AI Zone Admin Forum Add your forum

NEWS: Chatbots.org survey on 3000 US and UK consumers shows it is time for chatbot integration in customer service!read more..

Meet Ambar and Snow White
 
 

Hi all,

I’ve been hanging around this forum for a few years but I’ve never presented myself nor my work. Here goes if anyone’s interested.

I’m a professor of game design at Montreal’s Concordia University and I have a small research project on game conversations. The general research question concerns how we can make dialogue with fictional game characters more interesting, giving more space for player creativity than menu-based systems.

From a more technical standpoint, the approach has been: can we make a fun conversational game on the basis of chatbot technology. And for that I’ve been using Chatscript.

You can read more about the LabLabLab project here: http://www.lablablab.net/

We have two bots you can try.

Our first experiment was “A Tough Sell”, in which you need to convince Snow White to eat the poisoned apple: http://www.lablablab.net/en/games/a-tough-sell/

Our second was SimProphet: http://www.lablablab.net/en/games/sim-prophet/

Both got decent reviews and feedback from gaming communities.

We’re currently working on a 3rd one: SimHamlet.

There’s a brief communication on the project here: http://www.lablablab.net/en/pulbications/

This is a Twitter feed where I post news and funny player-bot exchanges: https://twitter.com/lelablablab

All feedback welcome!

best,

Jonathan

 

 
  [ # 1 ]

Interesting. It looks like a keyword-based approach can work as long as the players’ role is clearly defined and they know more or less what they are expected to say. I’ll share this with some of my acquainted artists who develop interactive Visual Novels (By your game’s layout I take it you’ve heard of Visual novels, otherwise, might be interesting to check out).

My own approach (2003) was more free-form in that I had created a small RPG world where everyone and everything had names, and all NPC’s were tied into the central information system, allowing the player to ask any character about who they were, whether they knew where person X was, which building or town the player was currently in, etc. The grander idea was to also tie it into a central storyline, where every character’s actions were recorded and could be ‘reported’ to the player if they asked about what was going on with character X or in town Y, like news travelling around. I never really got around to it though.

 

 
  [ # 2 ]

Hi Don,

What you describe is more or less where I’m heading next: conversational characters acting as a window to a more dynamically simulated world.

And yes, our approach works in a restricted domain and a goal-oriented conversation!

..........

_TASK STATEMENT_: Update the forum thread from "NEWS: Chatbots.org survey" to "than menu-based systems.", changing "Snow White" to "Cinderella" throughout that span. The items are not needed for this exercise.

_Stored data_:
..........

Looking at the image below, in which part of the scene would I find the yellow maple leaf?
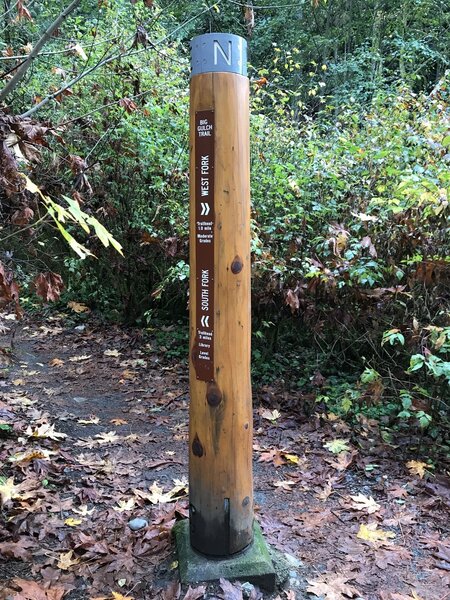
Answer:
[0,477,19,506]
[406,460,430,479]
[284,454,300,465]
[356,523,395,544]
[57,550,80,571]
[113,498,135,512]
[64,517,83,527]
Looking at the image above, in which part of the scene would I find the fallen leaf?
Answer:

..........

_THE ANSWER_:
NEWS: Chatbots.org survey on 3000 US and UK consumers shows it is time for chatbot integration in customer service!read more..

Meet Ambar and Cinderella
 
 

Hi all,

I’ve been hanging around this forum for a few years but I’ve never presented myself nor my work. Here goes if anyone’s interested.

I’m a professor of game design at Montreal’s Concordia University and I have a small research project on game conversations. The general research question concerns how we can make dialogue with fictional game characters more interesting, giving more space for player creativity than menu-based systems.